He is crated in the utility room with black out curtains so I don't think the light is an issue. 

His last meal is 6pm and I have wondered about gradually making that a bit later - he is currently fed 6am, 12m and 6pm. I can't move the lunchtime feed as my husband comes home when I am at work to feed him and he can't change his lunchtime. Do you think moving his last meal might help? Is he waking because he is hungry?

Thanks for all your help. He is my first puppy and I feel like a new parent all over again lol!!!! I just want to do the best for him without completely collapsing from sleep deprivation!!!!


----------



## Elmo86 (Aug 13, 2014)

I thought I was the only one! Was so happy when my pup Elmo who is nearly 11 weeks and a Labrador! starting sleeping longer, he sleeps in a crate and I was waking 2-3 times a night to let him out for the toilet now its only once but he wakes so early!! He has been having his breakfast at 7am which was all fine but not when he wakes at 4am-5am! I also go to bed quite early, 9.30pm-10pm, I cant stay up any longer as I'm exhausted. I have been naughty and have put him on my bed when he wakes just to get an extra hour sleep which works! He'll chew a toy/bone for 10 mins then doze off again! Lets pray for lay ins!


----------

§ The task:
In the forum thread on puppy sleep, find the reason the first poster gives for being unable to move the puppy's lunchtime feed.

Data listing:
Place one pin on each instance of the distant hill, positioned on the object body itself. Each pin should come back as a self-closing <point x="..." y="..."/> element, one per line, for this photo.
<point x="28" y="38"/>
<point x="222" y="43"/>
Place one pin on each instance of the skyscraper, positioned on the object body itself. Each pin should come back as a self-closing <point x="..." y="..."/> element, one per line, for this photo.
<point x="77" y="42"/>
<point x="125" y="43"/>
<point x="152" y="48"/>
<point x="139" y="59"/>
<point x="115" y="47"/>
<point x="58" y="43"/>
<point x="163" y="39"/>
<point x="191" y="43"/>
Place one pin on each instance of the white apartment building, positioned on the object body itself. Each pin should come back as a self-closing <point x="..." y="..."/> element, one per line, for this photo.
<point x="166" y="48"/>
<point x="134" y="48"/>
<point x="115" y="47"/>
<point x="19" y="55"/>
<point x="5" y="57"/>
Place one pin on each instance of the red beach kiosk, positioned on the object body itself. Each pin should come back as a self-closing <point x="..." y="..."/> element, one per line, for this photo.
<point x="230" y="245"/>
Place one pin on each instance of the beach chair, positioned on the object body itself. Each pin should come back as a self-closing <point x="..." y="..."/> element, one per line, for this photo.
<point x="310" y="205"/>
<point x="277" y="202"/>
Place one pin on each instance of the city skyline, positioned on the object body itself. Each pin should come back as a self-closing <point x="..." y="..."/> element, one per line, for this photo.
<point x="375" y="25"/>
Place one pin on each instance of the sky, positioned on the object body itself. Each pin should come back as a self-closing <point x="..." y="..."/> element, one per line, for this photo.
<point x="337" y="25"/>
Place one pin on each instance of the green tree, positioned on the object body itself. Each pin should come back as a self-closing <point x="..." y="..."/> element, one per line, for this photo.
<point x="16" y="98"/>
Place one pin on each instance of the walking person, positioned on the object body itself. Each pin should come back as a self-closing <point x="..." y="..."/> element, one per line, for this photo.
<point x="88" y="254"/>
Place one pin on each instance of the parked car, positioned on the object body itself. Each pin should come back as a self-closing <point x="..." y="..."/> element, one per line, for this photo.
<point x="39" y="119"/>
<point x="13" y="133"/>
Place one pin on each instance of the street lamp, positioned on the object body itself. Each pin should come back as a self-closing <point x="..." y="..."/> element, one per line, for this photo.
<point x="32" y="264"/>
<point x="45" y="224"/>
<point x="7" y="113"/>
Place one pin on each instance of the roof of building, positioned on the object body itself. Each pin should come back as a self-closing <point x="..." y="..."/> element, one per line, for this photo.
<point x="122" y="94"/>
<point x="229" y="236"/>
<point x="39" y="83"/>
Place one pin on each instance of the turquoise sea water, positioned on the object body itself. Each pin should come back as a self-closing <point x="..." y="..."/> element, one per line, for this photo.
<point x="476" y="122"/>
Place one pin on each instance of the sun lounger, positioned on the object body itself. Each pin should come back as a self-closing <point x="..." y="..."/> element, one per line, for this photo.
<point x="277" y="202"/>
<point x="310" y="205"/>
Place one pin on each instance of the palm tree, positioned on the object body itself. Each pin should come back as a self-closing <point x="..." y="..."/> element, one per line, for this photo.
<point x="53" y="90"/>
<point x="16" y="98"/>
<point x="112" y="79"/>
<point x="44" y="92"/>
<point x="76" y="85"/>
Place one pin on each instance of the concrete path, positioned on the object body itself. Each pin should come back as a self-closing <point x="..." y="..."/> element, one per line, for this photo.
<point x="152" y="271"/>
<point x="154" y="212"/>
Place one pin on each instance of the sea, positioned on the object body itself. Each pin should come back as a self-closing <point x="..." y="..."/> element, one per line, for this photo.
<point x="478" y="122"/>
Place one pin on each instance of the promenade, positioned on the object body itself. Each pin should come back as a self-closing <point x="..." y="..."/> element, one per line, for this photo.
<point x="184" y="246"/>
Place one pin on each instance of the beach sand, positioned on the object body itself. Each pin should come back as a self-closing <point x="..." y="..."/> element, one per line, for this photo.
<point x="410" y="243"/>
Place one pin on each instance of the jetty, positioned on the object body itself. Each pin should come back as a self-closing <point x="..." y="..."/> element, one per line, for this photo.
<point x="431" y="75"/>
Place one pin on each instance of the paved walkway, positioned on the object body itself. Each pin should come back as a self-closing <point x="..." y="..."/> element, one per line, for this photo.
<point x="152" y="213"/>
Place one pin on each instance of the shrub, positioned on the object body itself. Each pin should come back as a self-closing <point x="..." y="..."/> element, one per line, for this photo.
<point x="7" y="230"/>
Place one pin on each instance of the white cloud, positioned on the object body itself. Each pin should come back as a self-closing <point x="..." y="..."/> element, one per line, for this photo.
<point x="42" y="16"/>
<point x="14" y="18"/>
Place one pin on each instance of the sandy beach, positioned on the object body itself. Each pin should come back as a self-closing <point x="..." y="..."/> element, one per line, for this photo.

§ Task response:
Her husband comes home while she is at work to feed the puppy, and he can't change his lunchtime.